"A Mãe" começa com um casal idoso, May e o marido, a preparar-se para visitar os filhos, Paula e Bobby, que vivem em Londres. Plano significativo: os chinelos dele, arrumados (vai ali instalar-se um vazio, sim - ele vai morrer de ataque cardíaco).
Depois da morte, May, mãe e avó, não quer regressar ao subúrbio, não está disposta a ficar enredada nesse tempo de espera que é o daqueles cuja vida terminou antes de ter acabado. Não quer, sequer, sentar-se numa cadeira de sua casa, porque poderia nunca mais levantar-se. May fica então a viver com a filha em Londres - a filha, Paula, tem um "affair" com Darren, um amigo de Bobby, para quem está a recuperar a casa.
Citando o escritor e argumentista Kureishi, numa declaração de intenções sobre a história que escreveu: "May torna-se então numa espécie de rebelde, vira-se contra o passado e começa a pensar na sua própria sexualidade, no seu próprio prazer. Isso vai custar-lhe algumas coisas, mas sempre me interessei em como a sensualidade pode despedaçar uma vida". Plano significativo: May a descascar uma cenoura, com a imagem de Darren ao fundo. Darren (Daniel Craig), o amante da filha, vai tornar-se seu amante. Darren tem metade da sua idade. É May, a avó, quem dá o primeiro beijo, quem faz os primeiros avanços.

═══

O que se pede = Segundo o excerto, de que morre o marido de May? Responda, por favor, em poucas palavras. A listagem abaixo provém de uma fonte diferente da do excerto.

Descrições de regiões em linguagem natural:
═══

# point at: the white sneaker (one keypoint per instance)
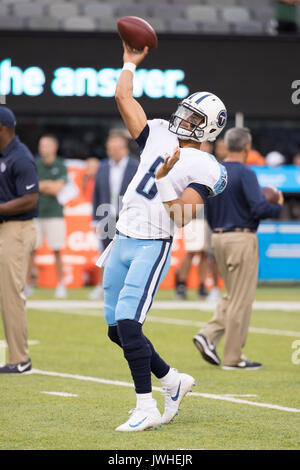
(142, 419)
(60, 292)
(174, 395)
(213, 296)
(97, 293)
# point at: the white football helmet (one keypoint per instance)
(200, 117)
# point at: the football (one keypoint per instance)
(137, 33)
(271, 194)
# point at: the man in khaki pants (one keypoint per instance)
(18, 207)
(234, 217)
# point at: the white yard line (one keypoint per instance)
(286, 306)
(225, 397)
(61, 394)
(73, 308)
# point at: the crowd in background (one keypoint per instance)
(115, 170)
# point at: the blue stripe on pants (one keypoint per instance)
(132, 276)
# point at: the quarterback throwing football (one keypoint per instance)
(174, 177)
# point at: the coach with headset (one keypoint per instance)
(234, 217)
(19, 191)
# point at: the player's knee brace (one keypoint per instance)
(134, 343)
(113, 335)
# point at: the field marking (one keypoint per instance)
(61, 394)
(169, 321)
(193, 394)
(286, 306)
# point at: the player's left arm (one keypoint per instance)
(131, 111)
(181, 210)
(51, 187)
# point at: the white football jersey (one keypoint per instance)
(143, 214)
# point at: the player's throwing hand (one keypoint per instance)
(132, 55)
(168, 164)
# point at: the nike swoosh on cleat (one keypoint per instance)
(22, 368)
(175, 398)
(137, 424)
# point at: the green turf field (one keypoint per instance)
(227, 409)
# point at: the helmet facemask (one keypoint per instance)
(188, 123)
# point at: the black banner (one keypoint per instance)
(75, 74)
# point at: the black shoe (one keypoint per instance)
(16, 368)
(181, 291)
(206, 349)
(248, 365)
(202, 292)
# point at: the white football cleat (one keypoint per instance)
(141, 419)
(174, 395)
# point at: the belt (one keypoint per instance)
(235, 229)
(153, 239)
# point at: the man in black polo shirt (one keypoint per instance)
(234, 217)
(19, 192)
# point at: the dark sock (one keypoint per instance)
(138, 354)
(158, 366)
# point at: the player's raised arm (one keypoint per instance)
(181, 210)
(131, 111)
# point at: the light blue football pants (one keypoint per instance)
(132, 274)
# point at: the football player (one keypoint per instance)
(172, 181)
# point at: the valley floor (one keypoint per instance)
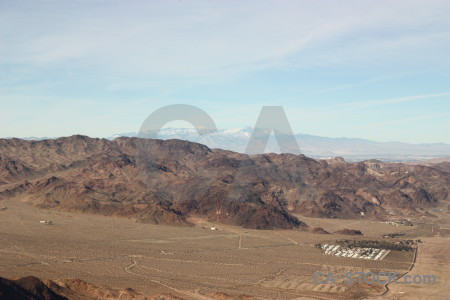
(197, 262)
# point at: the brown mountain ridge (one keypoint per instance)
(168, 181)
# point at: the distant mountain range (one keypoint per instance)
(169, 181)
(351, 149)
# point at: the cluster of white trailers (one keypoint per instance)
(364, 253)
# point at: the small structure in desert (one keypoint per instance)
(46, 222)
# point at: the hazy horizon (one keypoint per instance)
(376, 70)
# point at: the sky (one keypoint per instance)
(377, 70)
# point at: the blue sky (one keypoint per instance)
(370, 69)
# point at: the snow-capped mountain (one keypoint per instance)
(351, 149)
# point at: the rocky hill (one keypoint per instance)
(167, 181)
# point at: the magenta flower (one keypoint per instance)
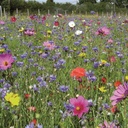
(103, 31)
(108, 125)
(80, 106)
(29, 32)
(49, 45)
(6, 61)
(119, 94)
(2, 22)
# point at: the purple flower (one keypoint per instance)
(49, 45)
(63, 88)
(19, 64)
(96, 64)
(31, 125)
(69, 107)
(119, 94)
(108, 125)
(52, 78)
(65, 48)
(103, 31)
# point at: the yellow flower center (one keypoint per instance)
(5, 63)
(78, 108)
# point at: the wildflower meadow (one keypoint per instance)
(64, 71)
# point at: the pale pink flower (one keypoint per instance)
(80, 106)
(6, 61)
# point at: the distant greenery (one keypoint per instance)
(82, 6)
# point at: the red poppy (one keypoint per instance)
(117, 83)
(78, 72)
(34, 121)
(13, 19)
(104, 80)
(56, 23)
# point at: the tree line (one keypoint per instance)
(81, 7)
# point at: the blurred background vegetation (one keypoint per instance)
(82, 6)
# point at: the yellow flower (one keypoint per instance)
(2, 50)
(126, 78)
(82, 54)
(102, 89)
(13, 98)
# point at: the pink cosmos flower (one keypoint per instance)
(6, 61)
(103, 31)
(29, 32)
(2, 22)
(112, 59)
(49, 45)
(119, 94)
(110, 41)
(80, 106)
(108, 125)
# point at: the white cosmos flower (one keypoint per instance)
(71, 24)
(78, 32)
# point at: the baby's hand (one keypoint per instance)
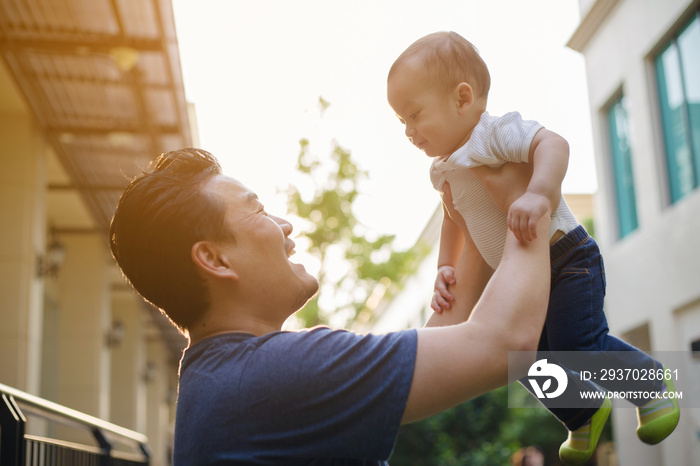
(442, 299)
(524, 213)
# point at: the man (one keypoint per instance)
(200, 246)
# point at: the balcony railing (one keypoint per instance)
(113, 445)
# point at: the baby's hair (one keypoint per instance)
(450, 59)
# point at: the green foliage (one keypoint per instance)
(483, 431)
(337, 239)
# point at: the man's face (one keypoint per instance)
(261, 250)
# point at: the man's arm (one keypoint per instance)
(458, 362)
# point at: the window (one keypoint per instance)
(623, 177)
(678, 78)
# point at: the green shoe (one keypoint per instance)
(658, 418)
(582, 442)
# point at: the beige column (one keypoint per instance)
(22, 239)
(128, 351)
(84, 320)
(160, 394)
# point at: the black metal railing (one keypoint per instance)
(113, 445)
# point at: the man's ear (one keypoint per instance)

═══

Resultado da tarefa = De ataque cardíaco.